▶ OBJECTIVE: Output all the entries word for word. Omit the pictures.

▶ Coordinate annotation entries:
════════

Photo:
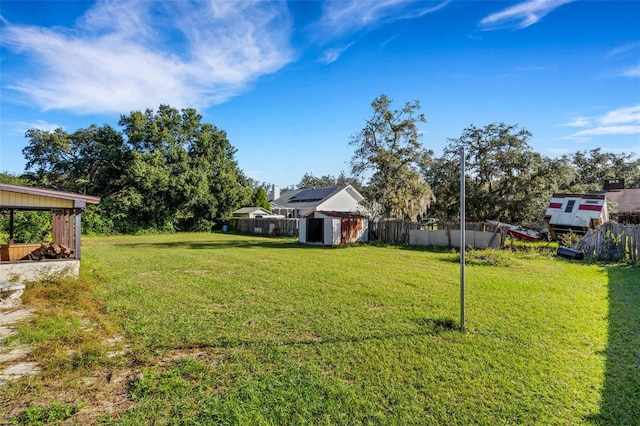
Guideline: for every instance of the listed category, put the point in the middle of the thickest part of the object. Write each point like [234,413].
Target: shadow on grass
[264,242]
[432,327]
[620,404]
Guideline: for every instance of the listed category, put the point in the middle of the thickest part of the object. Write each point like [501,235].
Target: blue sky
[290,82]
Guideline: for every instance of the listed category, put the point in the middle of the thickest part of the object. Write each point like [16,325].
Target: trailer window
[570,205]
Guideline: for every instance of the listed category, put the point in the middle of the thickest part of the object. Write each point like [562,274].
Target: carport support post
[11,225]
[463,243]
[78,231]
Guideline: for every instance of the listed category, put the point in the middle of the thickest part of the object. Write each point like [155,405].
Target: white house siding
[303,231]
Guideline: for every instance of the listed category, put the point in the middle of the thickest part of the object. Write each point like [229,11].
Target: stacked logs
[50,251]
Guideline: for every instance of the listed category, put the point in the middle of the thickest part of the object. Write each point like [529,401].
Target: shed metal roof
[307,198]
[21,197]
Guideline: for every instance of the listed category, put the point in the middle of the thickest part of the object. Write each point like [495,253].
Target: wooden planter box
[11,252]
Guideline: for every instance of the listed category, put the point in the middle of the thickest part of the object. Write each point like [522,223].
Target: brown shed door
[349,230]
[315,230]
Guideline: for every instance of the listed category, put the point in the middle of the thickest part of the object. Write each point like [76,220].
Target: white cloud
[342,16]
[621,121]
[23,126]
[607,130]
[332,55]
[124,55]
[521,15]
[578,122]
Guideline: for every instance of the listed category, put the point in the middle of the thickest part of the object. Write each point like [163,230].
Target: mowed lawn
[230,329]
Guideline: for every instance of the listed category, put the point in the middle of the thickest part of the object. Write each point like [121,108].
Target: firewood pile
[50,251]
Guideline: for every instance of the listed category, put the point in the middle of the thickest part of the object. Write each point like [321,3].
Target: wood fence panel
[270,226]
[612,241]
[397,231]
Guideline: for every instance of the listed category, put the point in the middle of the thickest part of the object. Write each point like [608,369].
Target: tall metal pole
[463,243]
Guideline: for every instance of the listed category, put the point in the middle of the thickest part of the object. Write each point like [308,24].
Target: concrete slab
[18,371]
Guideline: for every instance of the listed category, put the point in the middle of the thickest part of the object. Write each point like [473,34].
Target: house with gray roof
[300,202]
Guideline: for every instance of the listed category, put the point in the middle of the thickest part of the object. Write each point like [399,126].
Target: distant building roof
[339,215]
[627,200]
[307,198]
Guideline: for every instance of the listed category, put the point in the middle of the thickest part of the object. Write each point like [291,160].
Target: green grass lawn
[229,329]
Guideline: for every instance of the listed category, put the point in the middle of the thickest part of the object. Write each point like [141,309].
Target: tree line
[166,170]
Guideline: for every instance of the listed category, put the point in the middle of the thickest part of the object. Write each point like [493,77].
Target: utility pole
[463,243]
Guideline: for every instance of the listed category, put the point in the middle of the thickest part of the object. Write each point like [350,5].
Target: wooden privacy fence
[391,231]
[612,241]
[270,226]
[397,231]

════════

▶ TASK ANSWER:
Photo:
Guideline: for every instance of the listed category, put the point in the middle of the thickest part of the object. Write each point like [234,413].
Target: shadow on grass
[264,242]
[432,327]
[620,404]
Guideline: for every instance of the listed category, put the point in the middle of the thickest part of the object. Write each point like [501,235].
Target: blue sky
[290,82]
Guideline: for every instance of the listed category, put the point in the middle of the thickest part of the object. Write each point like [16,325].
Target: trailer window
[570,205]
Guideline: for every instance of the listed category, put the point in the middle of the thickest part of the object. Write each point like [562,274].
Target: carport support post
[11,225]
[463,243]
[78,231]
Guideline: for every instance of the listed category, put the point in the middle of the thickest part of the object. Write each point like [155,405].
Target: white house siding
[303,231]
Guideline: for every instance of the listed category, put the point in the middle of the thickest part of the object. Write each point like [229,11].
Target: stacked logs
[50,251]
Guideline: for every instance of the listed category, put the point in the middle of the thickest part of the object. Write each point like [529,401].
Target: shed metal roof
[307,198]
[21,197]
Guideline: for every instance of the listed category, put the point in the middle of the thickest part of the object. Write each point like [495,253].
Target: wooden planter box
[11,252]
Guideline: for every instance of the listed category, put the point in the middle of the thickest part of the object. Write each point like [522,223].
Target: brown shed door
[349,230]
[315,230]
Guideline: for every instance of the listed category, put the point in the middle of the thickest part of the object. Write each point like [76,220].
Target: white cloud
[342,16]
[621,121]
[23,126]
[607,130]
[332,55]
[124,55]
[521,15]
[578,122]
Guideline: for every instance of the listed category, put the point in the middle of the thickest part of the object. Write each point like [163,230].
Target: mowed lawn
[230,329]
Guideline: for every instance of the listed category, put the point in the middle of the thickest part of the object. Write each point like [121,108].
Target: firewood pile
[50,251]
Guideline: for every instance of the listed category, put the point in the middle of the thickest part of the object. Write each point like [321,3].
Target: wood fence panel
[270,226]
[612,241]
[397,231]
Guideline: for every instance of the listed category, put the point in the middle of the thickest part of the object. Write each point like [608,369].
Target: tall metal pole
[463,243]
Guideline: for every instance of the listed category, put the point in the middle of the thickest part of the object. Write each point like [308,24].
Target: concrete slab
[18,371]
Guideline: for every instance of the listed category, put the point in the middle of the thickest part of the object. Write each point like [473,34].
Target: house with gray roof
[300,202]
Guideline: for every instance of the listed category, put the point in the middle of the thickest part of the object. Write each point like [399,126].
Target: distant building roof
[339,215]
[627,200]
[307,198]
Guideline: for every instance of the listed category, put the point in the middle of the thickest part of the object. Write each point like [291,160].
Target: green grass lawn
[229,329]
Guideline: for every instance of the listed category, put the point in the middle of the thickest part of the object. Write each point like [141,309].
Target: tree line
[166,170]
Guideline: for every instance of the listed category, put the point in the middle of the thickest part of the object. Write each point like [493,77].
Target: utility pole
[463,243]
Guideline: for every instance of the listed category, put the point in the middle of the thickest part of the object. Write each point like [350,5].
Target: wooden privacy fence
[391,231]
[612,241]
[270,226]
[397,231]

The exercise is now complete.